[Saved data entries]
──────────────────────────────

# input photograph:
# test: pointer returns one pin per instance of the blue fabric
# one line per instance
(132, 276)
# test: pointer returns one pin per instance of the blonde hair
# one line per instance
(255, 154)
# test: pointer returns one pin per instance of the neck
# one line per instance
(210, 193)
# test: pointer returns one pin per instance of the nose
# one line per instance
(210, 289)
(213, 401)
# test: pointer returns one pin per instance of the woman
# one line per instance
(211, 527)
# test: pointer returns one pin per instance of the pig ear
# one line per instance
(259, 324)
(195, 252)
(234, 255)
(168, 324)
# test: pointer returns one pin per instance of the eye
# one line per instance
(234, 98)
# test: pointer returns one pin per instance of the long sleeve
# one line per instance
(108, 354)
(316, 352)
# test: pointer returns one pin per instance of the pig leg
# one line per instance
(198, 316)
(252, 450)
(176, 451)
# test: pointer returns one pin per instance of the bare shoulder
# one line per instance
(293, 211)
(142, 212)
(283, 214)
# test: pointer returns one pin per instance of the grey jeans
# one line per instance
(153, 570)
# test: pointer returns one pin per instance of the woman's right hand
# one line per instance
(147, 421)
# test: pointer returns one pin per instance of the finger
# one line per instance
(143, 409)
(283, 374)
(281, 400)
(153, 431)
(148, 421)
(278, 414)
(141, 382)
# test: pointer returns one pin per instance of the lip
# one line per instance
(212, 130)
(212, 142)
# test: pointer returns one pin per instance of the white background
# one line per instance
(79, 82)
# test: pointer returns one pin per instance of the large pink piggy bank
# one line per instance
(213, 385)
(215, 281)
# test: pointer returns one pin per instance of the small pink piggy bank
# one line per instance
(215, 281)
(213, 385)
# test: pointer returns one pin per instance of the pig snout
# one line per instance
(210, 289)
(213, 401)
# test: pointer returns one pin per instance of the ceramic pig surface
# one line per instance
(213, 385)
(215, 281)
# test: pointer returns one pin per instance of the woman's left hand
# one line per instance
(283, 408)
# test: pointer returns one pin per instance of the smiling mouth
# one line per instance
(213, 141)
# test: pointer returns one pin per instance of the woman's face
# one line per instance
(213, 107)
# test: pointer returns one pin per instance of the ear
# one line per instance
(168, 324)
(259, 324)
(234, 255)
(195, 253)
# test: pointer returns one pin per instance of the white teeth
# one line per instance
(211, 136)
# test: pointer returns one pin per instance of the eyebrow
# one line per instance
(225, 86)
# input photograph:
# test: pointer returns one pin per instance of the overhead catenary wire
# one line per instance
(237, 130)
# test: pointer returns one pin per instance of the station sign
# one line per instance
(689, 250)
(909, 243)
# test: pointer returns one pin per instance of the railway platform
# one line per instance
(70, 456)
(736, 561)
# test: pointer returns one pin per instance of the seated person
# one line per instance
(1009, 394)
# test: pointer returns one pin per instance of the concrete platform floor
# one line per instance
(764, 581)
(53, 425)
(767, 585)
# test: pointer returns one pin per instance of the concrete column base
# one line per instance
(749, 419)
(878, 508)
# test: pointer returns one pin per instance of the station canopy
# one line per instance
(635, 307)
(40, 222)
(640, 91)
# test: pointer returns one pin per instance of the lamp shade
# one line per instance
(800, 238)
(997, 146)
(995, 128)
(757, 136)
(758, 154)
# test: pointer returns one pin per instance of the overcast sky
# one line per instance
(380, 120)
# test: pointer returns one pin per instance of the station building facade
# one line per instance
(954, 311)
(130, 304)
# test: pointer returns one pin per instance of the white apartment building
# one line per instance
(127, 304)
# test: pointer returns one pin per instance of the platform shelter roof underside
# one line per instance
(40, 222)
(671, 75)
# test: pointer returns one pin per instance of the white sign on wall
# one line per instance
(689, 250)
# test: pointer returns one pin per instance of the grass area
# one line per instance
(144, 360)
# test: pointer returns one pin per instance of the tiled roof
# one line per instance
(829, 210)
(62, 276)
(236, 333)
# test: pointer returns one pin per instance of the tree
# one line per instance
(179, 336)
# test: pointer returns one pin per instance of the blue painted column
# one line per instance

──────────────────────────────

= TRY IT =
The answer must be a word-for-word restatement of the records.

= ANSWER TO THIS TASK =
# input photograph:
# test: pointer returns one pin per instance of the blue fabric
# one line per instance
(132, 276)
# test: pointer returns one pin per instance of the blonde hair
# one line per instance
(255, 154)
# test: pointer returns one pin per instance of the neck
# one line per instance
(210, 193)
# test: pointer returns one pin per instance of the nose
# one line per instance
(210, 289)
(213, 401)
# test: pointer returns one pin per instance of the woman
# one line per instance
(211, 527)
# test: pointer returns one pin per instance of the pig ear
# one line per instance
(259, 324)
(195, 252)
(234, 255)
(168, 324)
# test: pointer returns one pin per instance of the eye
# one line per instance
(234, 98)
# test: pointer returns one pin per instance of the long sleeve
# one line per instance
(108, 354)
(316, 352)
# test: pointer returns one pin per instance of the pig leg
# one line per instance
(198, 316)
(252, 450)
(176, 451)
# test: pointer returns one pin per instance of the bare shoulder
# one line per instance
(293, 211)
(142, 212)
(283, 214)
# test: pointer returns one pin per instance of the grey jeans
# one line per instance
(153, 570)
# test: pointer returns one pin per instance of the woman's right hand
# one line per instance
(147, 421)
# test: pointer returns one pin per instance of the finger
# one line per instance
(143, 409)
(283, 374)
(281, 400)
(153, 431)
(148, 421)
(278, 414)
(141, 382)
# test: pointer returns one pin per instance of the lip
# one line per instance
(212, 130)
(212, 142)
# test: pointer returns one pin per instance of the white background
# one line per instance
(79, 82)
# test: pointer returns one pin per instance of the large pink piggy bank
# one line per instance
(213, 385)
(215, 281)
# test: pointer returns one pin per instance of the small pink piggy bank
# one line per instance
(215, 281)
(213, 385)
# test: pointer returns one pin per instance of the pig snout
# one line per instance
(210, 289)
(213, 401)
# test: pointer returns one pin per instance of the ceramic pig surface
# one line per instance
(213, 385)
(215, 281)
# test: pointer returns one pin per instance of the woman's left hand
# one line per instance
(283, 408)
# test: pointer returns one pin per instance of the smiling mouth
# one line per instance
(213, 141)
# test: pointer returns one pin per instance of the woman's face
# one line per instance
(213, 107)
# test: pointer returns one pin per instance of the ear
# one line per instance
(168, 324)
(259, 324)
(234, 255)
(195, 253)
# test: pointer returns one pin per instance of the white teeth
# one line per instance
(211, 136)
# test: pointer returns one pin per instance of the eyebrow
# one line per instance
(225, 86)
# input photograph:
# test: pointer returns one pin per instance of the overhead catenary wire
# one line per instance
(237, 130)
# test: pointer returns one pin per instance of the station sign
# one line per instance
(689, 250)
(909, 243)
# test: pointer returns one pin per instance of the railway platform
# one line per instance
(70, 456)
(736, 561)
# test: pointer returns one pin per instance of the seated person
# one line per instance
(1009, 394)
# test: pointer returns one pin per instance of the concrete platform floor
# one line per instance
(764, 581)
(53, 425)
(767, 585)
# test: pointer returns one pin per instance of the concrete column base
# one line per instance
(749, 419)
(878, 508)
# test: pointer returns one pin per instance of the station canopy
# one line per instance
(635, 307)
(40, 222)
(640, 91)
# test: pointer returns one pin per instance of the lamp shade
# one line per instance
(800, 238)
(997, 146)
(995, 128)
(757, 136)
(758, 154)
# test: pointer returns one pin per instance of the overcast sky
# one line per instance
(380, 120)
# test: pointer returns one pin per instance of the station building facade
# one line per instance
(954, 311)
(130, 304)
# test: pointer returns one pin per instance of the white apartment building
# one line per instance
(127, 304)
# test: pointer returns one pin per instance of the platform shelter roof underside
# one line per instance
(40, 222)
(671, 75)
# test: pointer returns one pin per instance of the white sign on wall
# one line per instance
(689, 250)
# test: pointer returns one pin per instance of the grass area
# one line per instance
(144, 360)
# test: pointer returns one pin per instance of the tiled roof
# one line per instance
(829, 210)
(62, 276)
(236, 333)
# test: pointer returns one pin per instance of the tree
# one line per instance
(179, 336)
# test: pointer returns one pin per instance of the blue painted column
# one line per instance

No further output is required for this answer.